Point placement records
═══
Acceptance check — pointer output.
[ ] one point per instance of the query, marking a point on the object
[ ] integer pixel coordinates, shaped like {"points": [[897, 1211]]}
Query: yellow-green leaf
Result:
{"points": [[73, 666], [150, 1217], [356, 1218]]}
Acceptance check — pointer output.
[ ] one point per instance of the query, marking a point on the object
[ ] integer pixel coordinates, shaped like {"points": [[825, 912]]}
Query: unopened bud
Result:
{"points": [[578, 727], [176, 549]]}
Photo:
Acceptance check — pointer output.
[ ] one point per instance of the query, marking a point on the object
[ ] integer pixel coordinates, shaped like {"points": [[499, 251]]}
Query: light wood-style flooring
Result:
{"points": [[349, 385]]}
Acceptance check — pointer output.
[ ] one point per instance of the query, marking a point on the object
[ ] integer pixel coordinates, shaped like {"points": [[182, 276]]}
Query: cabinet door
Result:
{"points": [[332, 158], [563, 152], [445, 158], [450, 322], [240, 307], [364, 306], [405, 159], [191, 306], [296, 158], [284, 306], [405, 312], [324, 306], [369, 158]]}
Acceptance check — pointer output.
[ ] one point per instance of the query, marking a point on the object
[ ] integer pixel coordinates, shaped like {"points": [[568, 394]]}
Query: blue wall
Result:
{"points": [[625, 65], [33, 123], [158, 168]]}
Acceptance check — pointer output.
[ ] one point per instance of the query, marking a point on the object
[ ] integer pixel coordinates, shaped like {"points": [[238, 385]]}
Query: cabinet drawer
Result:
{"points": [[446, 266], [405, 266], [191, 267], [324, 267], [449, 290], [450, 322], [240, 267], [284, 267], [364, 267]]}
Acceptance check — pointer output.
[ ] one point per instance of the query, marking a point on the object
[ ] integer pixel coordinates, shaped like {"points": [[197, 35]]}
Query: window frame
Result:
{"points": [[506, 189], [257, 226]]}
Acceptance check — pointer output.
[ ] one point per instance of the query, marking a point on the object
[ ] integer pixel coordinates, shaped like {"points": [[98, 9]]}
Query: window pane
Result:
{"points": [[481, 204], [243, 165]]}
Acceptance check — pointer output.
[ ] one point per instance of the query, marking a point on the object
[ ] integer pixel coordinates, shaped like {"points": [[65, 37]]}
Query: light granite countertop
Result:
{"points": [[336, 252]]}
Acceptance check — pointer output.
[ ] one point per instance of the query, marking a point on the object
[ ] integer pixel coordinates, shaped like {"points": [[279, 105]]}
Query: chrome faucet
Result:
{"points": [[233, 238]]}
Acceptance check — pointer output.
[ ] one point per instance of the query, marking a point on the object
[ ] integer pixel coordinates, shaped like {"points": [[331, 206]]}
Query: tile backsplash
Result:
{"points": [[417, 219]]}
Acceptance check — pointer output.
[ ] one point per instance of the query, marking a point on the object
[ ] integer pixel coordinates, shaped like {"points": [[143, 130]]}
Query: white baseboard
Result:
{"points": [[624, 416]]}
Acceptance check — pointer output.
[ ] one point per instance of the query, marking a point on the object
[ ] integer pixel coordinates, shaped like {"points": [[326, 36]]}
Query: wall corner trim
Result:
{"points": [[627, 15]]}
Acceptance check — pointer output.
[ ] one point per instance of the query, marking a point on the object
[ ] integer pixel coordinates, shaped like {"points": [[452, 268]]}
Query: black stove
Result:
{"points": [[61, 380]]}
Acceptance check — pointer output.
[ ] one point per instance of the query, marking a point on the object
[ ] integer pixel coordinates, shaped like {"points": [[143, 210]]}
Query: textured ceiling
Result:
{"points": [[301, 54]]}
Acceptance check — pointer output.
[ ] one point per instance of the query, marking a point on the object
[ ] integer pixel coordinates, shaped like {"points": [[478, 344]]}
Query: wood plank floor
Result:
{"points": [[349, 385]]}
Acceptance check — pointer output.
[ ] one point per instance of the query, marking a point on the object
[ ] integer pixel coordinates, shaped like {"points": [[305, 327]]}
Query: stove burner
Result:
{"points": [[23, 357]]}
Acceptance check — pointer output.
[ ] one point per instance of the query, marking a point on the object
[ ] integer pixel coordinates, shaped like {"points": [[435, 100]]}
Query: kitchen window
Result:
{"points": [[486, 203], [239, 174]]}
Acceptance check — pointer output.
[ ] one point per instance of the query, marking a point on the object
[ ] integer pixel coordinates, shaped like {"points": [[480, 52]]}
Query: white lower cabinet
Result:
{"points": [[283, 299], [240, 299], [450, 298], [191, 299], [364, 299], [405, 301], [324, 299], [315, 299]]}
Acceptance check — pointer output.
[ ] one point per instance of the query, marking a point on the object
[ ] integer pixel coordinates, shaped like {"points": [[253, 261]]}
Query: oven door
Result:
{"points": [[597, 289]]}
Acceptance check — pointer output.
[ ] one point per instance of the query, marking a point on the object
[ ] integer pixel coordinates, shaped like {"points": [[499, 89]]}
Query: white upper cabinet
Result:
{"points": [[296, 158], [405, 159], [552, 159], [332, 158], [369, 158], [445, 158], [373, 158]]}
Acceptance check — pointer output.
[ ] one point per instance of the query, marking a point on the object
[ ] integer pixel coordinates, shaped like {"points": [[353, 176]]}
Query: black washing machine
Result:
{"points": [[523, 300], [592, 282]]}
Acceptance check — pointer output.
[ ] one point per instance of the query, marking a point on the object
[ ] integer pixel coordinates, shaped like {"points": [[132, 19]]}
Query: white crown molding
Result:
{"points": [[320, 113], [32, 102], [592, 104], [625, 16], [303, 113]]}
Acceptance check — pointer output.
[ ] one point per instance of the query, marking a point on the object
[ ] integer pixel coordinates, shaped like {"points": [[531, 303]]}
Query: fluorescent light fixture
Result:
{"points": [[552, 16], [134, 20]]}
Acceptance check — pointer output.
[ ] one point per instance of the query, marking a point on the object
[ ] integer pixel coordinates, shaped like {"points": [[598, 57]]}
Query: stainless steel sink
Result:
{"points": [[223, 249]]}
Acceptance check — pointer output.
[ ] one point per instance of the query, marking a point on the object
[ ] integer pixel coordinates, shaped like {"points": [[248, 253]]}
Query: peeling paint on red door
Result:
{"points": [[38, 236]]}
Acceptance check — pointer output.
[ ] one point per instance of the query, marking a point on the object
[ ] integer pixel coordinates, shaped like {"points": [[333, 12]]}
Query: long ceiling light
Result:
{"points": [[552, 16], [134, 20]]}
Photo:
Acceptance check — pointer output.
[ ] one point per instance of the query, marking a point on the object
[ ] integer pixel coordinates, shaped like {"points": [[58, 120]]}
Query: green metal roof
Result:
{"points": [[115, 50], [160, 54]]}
═══
• The task
Retype the listing above in full, with no alterations.

• Finished task
Acceptance check — pointer output.
[ ] one point per instance of the query, marking a point on the object
[ ] integer pixel coordinates, shaped like {"points": [[897, 1211]]}
Query: yellow-green leaf
Result:
{"points": [[73, 666], [150, 1217], [356, 1218]]}
Acceptance check — pointer output.
[ ] one point per instance of the query, marking a point on the object
[ ] integer pixel coordinates, shaped like {"points": [[825, 912]]}
Query: unopened bud
Result:
{"points": [[578, 727], [176, 549]]}
Photo:
Acceptance check — pointer output.
[ ] one point per instance of the query, marking a point on the object
[ ] integer pixel coordinates, shaped like {"points": [[499, 251]]}
Query: light wood-style flooring
Result:
{"points": [[349, 385]]}
Acceptance check — pointer output.
[ ] one point per instance of the query, marking a point on the object
[ ] integer pixel coordinates, shaped like {"points": [[182, 276]]}
Query: cabinet door
Result:
{"points": [[332, 158], [563, 152], [445, 158], [450, 322], [240, 307], [364, 306], [405, 159], [191, 306], [296, 158], [284, 306], [405, 312], [324, 306], [369, 158]]}
Acceptance check — pointer output.
[ ] one point per instance of the query, marking a point on the object
[ ] integer pixel coordinates, shaped like {"points": [[568, 394]]}
Query: blue wall
Result:
{"points": [[625, 65], [33, 123], [158, 168]]}
Acceptance check — pointer output.
[ ] one point per instance of the query, marking a point on the object
[ ] integer pixel coordinates, shaped like {"points": [[238, 385]]}
Query: cabinet drawer
Result:
{"points": [[446, 266], [405, 266], [191, 267], [324, 267], [449, 290], [450, 322], [240, 267], [284, 267], [364, 267]]}
Acceptance check — pointer output.
[ ] one point per instance of the query, marking a point on the object
[ ] integer pixel coordinates, shaped like {"points": [[197, 35]]}
Query: window frame
Result:
{"points": [[506, 189], [257, 226]]}
Acceptance check — pointer output.
[ ] one point per instance of the query, marking a point on the object
[ ] integer pixel coordinates, shaped like {"points": [[98, 9]]}
Query: window pane
Result:
{"points": [[481, 204], [243, 165]]}
Acceptance check — pointer output.
[ ] one point per instance of the query, marking a point on the object
[ ] integer pixel coordinates, shaped like {"points": [[65, 37]]}
Query: light granite countertop
Result:
{"points": [[336, 252]]}
Acceptance check — pointer output.
[ ] one point per instance of the query, marking a point on the object
[ ] integer pixel coordinates, shaped like {"points": [[279, 105]]}
Query: chrome faucet
Result:
{"points": [[233, 238]]}
Acceptance check — pointer output.
[ ] one point per instance of the query, marking a point on the object
[ ] integer pixel coordinates, shaped like {"points": [[331, 206]]}
Query: tile backsplash
Result:
{"points": [[417, 219]]}
Acceptance check — pointer output.
[ ] one point per instance of the query, marking a point on the object
[ ] integer pixel coordinates, shaped like {"points": [[143, 130]]}
Query: white baseboard
Result:
{"points": [[624, 416]]}
Acceptance check — pointer output.
[ ] one point per instance of the query, marking a point on the object
[ ] integer pixel coordinates, shaped like {"points": [[326, 36]]}
Query: wall corner trim
Result:
{"points": [[627, 15]]}
Acceptance check — pointer output.
[ ] one point per instance of the query, marking a point on the object
[ ] integer pixel coordinates, shaped like {"points": [[452, 268]]}
Query: black stove
Result:
{"points": [[61, 380]]}
Acceptance check — pointer output.
[ ] one point per instance of the query, marking a point on the object
[ ] integer pixel coordinates, shaped like {"points": [[143, 210]]}
Query: textured ceiling
Result:
{"points": [[301, 54]]}
Acceptance check — pointer output.
[ ] one point per instance of the query, marking a point on the object
[ ] integer pixel coordinates, shaped like {"points": [[478, 344]]}
Query: wood plank floor
Result:
{"points": [[349, 385]]}
Acceptance check — pointer output.
[ ] one point per instance of the query, marking a point on the object
[ ] integer pixel coordinates, shaped like {"points": [[305, 327]]}
Query: stove burner
Result:
{"points": [[23, 357]]}
Acceptance check — pointer output.
[ ] one point per instance of the query, marking a point on the object
[ ] integer pixel coordinates, shaped like {"points": [[435, 100]]}
Query: kitchen window
Result:
{"points": [[486, 203], [239, 174]]}
Acceptance check — pointer output.
[ ] one point per instance of the query, marking a point on the object
[ ] integer pixel coordinates, shaped like {"points": [[480, 52]]}
Query: white lower cabinet
Result:
{"points": [[283, 299], [240, 299], [450, 298], [191, 299], [364, 299], [405, 301], [324, 299], [315, 299]]}
Acceptance check — pointer output.
[ ] one point per instance of the query, marking a point on the object
[ ] integer pixel coordinates, shaped like {"points": [[253, 261]]}
Query: oven door
Result:
{"points": [[597, 289]]}
Acceptance check — pointer output.
[ ] one point per instance of the query, marking a point on the object
[ ] integer pixel coordinates, shaped like {"points": [[499, 89]]}
Query: white upper cabinet
Result:
{"points": [[296, 158], [405, 159], [552, 159], [332, 158], [369, 158], [445, 158], [373, 158]]}
Acceptance check — pointer output.
[ ] one point per instance of the query, marking a point on the object
[ ] integer pixel coordinates, shaped like {"points": [[353, 176]]}
Query: black washing machine
Result:
{"points": [[523, 300], [592, 282]]}
Acceptance check — pointer output.
[ ] one point per instance of the query, marking a point on the object
[ ] integer pixel coordinates, shaped like {"points": [[132, 19]]}
Query: white crown molding
Result:
{"points": [[320, 113], [32, 102], [592, 104], [625, 16], [303, 113]]}
Acceptance check — pointer output.
[ ] one point per instance of the query, marking a point on the object
[ ] integer pixel coordinates, shaped like {"points": [[531, 303]]}
Query: fluorescent light fixture
Result:
{"points": [[552, 16], [134, 20]]}
Acceptance check — pointer output.
[ ] one point per instance of the query, marking a point on the object
[ ] integer pixel coordinates, shaped like {"points": [[598, 57]]}
Query: stainless steel sink
Result:
{"points": [[223, 249]]}
Acceptance check — pointer output.
[ ] one point per instance of the query, marking a point on the object
[ ] integer pixel coordinates, shaped like {"points": [[248, 253]]}
Query: peeling paint on red door
Result:
{"points": [[38, 236]]}
Acceptance check — pointer output.
[ ] one point per instance of the query, marking a point on the object
[ ] integer pixel coordinates, shaped like {"points": [[333, 12]]}
Query: long ceiling light
Result:
{"points": [[552, 16], [134, 20]]}
Photo:
Acceptance check — pointer output.
[ ] one point per instance of the query, marking a point on the object
[ ] integer pixel coordinates, shaped like {"points": [[58, 120]]}
Query: green metal roof
Result:
{"points": [[115, 50], [160, 54]]}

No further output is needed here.